> _Required work_
Retype every entry in its entirety, without alteration.

> _Given entries_
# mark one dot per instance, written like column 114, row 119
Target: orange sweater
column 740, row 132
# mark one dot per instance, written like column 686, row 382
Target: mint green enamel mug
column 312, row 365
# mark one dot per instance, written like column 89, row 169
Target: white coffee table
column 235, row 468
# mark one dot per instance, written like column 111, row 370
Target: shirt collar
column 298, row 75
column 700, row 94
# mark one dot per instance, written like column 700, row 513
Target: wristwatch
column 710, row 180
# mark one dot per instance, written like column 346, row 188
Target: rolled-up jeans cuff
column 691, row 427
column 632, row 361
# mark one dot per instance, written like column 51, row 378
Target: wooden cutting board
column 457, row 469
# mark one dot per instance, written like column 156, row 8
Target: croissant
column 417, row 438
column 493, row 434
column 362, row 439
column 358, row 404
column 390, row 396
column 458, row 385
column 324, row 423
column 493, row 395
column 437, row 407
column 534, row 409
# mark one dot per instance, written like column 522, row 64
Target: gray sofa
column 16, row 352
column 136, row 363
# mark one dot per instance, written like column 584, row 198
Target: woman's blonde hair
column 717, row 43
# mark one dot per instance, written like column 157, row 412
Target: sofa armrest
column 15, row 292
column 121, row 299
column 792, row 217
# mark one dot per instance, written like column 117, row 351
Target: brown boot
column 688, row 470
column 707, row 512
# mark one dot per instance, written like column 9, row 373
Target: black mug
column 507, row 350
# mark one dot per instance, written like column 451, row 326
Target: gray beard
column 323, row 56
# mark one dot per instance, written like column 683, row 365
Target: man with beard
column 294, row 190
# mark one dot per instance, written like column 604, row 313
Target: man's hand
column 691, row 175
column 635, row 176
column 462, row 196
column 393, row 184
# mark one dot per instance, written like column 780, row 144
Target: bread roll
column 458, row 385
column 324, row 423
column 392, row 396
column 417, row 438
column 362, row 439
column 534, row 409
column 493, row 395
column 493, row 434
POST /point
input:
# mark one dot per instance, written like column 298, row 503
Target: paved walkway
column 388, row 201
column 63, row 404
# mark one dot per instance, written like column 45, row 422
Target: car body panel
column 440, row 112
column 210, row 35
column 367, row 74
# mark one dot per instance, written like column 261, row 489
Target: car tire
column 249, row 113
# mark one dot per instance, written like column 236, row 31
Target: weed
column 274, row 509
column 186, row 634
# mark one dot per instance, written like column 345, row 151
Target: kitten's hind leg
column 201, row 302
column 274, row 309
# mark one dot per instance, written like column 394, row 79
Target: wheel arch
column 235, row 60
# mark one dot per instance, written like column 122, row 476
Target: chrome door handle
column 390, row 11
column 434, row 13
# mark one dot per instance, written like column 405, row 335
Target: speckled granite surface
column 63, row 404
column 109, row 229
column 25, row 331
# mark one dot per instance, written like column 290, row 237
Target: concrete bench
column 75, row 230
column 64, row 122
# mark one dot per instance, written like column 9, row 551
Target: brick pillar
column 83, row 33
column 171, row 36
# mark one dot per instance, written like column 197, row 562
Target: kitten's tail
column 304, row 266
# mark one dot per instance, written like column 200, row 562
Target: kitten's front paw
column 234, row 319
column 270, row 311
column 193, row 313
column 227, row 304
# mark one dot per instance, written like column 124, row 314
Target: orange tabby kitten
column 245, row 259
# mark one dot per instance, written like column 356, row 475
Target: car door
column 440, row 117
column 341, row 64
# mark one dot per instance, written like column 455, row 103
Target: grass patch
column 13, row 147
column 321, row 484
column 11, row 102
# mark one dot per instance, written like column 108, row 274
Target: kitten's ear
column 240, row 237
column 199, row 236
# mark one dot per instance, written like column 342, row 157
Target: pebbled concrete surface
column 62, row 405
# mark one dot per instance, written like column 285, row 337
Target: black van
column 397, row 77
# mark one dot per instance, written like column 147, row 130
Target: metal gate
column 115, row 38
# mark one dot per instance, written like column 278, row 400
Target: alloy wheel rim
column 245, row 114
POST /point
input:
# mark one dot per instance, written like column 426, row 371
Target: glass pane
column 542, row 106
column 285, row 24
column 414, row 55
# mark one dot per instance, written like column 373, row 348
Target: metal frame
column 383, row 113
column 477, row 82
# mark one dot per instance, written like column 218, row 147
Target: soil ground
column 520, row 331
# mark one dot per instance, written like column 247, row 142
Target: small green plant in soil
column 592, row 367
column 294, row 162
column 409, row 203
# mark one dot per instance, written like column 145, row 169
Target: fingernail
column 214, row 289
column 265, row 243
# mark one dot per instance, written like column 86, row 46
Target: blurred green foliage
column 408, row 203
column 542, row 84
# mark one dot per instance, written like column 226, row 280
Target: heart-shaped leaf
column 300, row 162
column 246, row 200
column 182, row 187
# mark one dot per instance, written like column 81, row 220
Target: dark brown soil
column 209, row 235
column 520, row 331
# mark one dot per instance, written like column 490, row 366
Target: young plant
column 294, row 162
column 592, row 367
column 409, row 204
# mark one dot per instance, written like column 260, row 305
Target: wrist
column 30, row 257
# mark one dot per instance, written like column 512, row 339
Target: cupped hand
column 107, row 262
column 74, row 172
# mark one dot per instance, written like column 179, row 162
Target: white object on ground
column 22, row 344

> _Answer in full_
# mark one dot per instance, written like column 114, row 119
Target: orange sweater
column 740, row 132
# mark one dot per instance, written like column 686, row 382
Target: mint green enamel mug
column 312, row 365
# mark one dot per instance, written like column 89, row 169
Target: white coffee table
column 235, row 468
# mark one dot per instance, written like column 111, row 370
Target: shirt collar
column 298, row 75
column 700, row 94
# mark one dot per instance, written like column 700, row 513
Target: wristwatch
column 710, row 180
# mark one dot per instance, written like column 346, row 188
Target: rolled-up jeans cuff
column 691, row 427
column 632, row 361
# mark one dot per instance, written like column 51, row 378
Target: wooden cutting board
column 457, row 469
# mark one dot per instance, written like column 156, row 8
Target: croissant
column 417, row 438
column 493, row 434
column 362, row 439
column 358, row 404
column 390, row 396
column 458, row 385
column 324, row 423
column 493, row 395
column 437, row 407
column 534, row 409
# mark one dot per instance, written like column 522, row 64
Target: gray sofa
column 16, row 352
column 136, row 363
# mark one dot per instance, written like column 584, row 198
Target: woman's blonde hair
column 717, row 43
# mark one dot per instance, written like column 157, row 412
Target: sofa armrest
column 15, row 292
column 121, row 299
column 792, row 217
# mark one dot per instance, written like column 117, row 351
Target: brown boot
column 688, row 470
column 707, row 512
# mark one dot per instance, written like column 9, row 373
Target: black mug
column 507, row 350
# mark one dot per instance, written like column 451, row 326
Target: gray beard
column 323, row 56
# mark one dot per instance, written like column 683, row 365
Target: man with beard
column 294, row 190
# mark one dot per instance, written like column 604, row 313
Target: man's hand
column 691, row 175
column 635, row 176
column 462, row 196
column 393, row 184
# mark one dot per instance, written like column 780, row 144
Target: bread roll
column 458, row 385
column 324, row 423
column 392, row 396
column 417, row 438
column 362, row 439
column 534, row 409
column 493, row 395
column 493, row 434
POST /point
input:
# mark one dot per instance, written like column 298, row 503
Target: paved walkway
column 388, row 201
column 63, row 404
# mark one dot per instance, written like column 45, row 422
Target: car body panel
column 440, row 112
column 210, row 35
column 367, row 74
# mark one dot per instance, written like column 261, row 489
Target: car tire
column 249, row 113
# mark one dot per instance, written like column 236, row 31
Target: weed
column 274, row 509
column 186, row 634
# mark one dot per instance, written like column 345, row 151
Target: kitten's hind leg
column 201, row 302
column 274, row 309
# mark one dot per instance, written like column 394, row 79
Target: wheel arch
column 235, row 60
# mark one dot per instance, written like column 122, row 476
Target: chrome door handle
column 390, row 11
column 434, row 13
# mark one dot per instance, written like column 405, row 335
Target: speckled granite surface
column 63, row 404
column 109, row 229
column 25, row 331
# mark one dot per instance, written like column 290, row 237
Target: concrete bench
column 75, row 230
column 64, row 122
# mark one dot per instance, written like column 9, row 551
Target: brick pillar
column 83, row 33
column 171, row 36
# mark one dot per instance, written like column 197, row 562
Target: kitten's tail
column 304, row 266
# mark one dot per instance, written like column 200, row 562
Target: kitten's front paw
column 234, row 319
column 270, row 311
column 193, row 313
column 227, row 304
# mark one dot per instance, written like column 124, row 314
Target: orange tabby kitten
column 245, row 259
# mark one dot per instance, written like column 356, row 475
Target: car door
column 440, row 117
column 341, row 64
# mark one dot per instance, written like column 455, row 103
Target: grass patch
column 13, row 147
column 321, row 484
column 11, row 102
# mark one dot per instance, written like column 108, row 274
Target: kitten's ear
column 240, row 237
column 199, row 236
# mark one dot per instance, written like column 342, row 157
Target: pebbled concrete surface
column 62, row 405
# mark one dot per instance, written like column 285, row 337
Target: black van
column 397, row 77
# mark one dot per instance, written like column 147, row 130
Target: metal gate
column 115, row 38
# mark one dot per instance, written like column 278, row 400
Target: alloy wheel rim
column 245, row 114
POST /point
input:
# mark one dot per instance, written like column 426, row 371
Target: glass pane
column 542, row 106
column 285, row 24
column 414, row 55
# mark one dot per instance, written like column 373, row 348
Target: metal frame
column 383, row 113
column 477, row 82
# mark one dot per instance, written like column 218, row 147
Target: soil ground
column 520, row 331
# mark one dot per instance, written like column 247, row 142
Target: small green plant in soil
column 592, row 367
column 294, row 162
column 409, row 203
# mark one dot per instance, written like column 145, row 169
Target: fingernail
column 214, row 289
column 265, row 243
# mark one dot per instance, written like column 86, row 46
Target: blurred green foliage
column 408, row 203
column 542, row 84
# mark one dot per instance, written like column 226, row 280
Target: heart-shaped leaf
column 300, row 162
column 246, row 200
column 182, row 187
# mark one dot per instance, written like column 81, row 220
Target: dark brown soil
column 209, row 235
column 520, row 331
# mark one dot per instance, written like column 490, row 366
Target: young plant
column 294, row 162
column 592, row 367
column 409, row 204
# mark one dot per instance, written like column 260, row 305
Target: wrist
column 30, row 257
# mark one dot per instance, written like column 512, row 339
Target: cupped hand
column 107, row 262
column 74, row 172
# mark one dot per instance, written like column 179, row 162
Target: white object on ground
column 22, row 344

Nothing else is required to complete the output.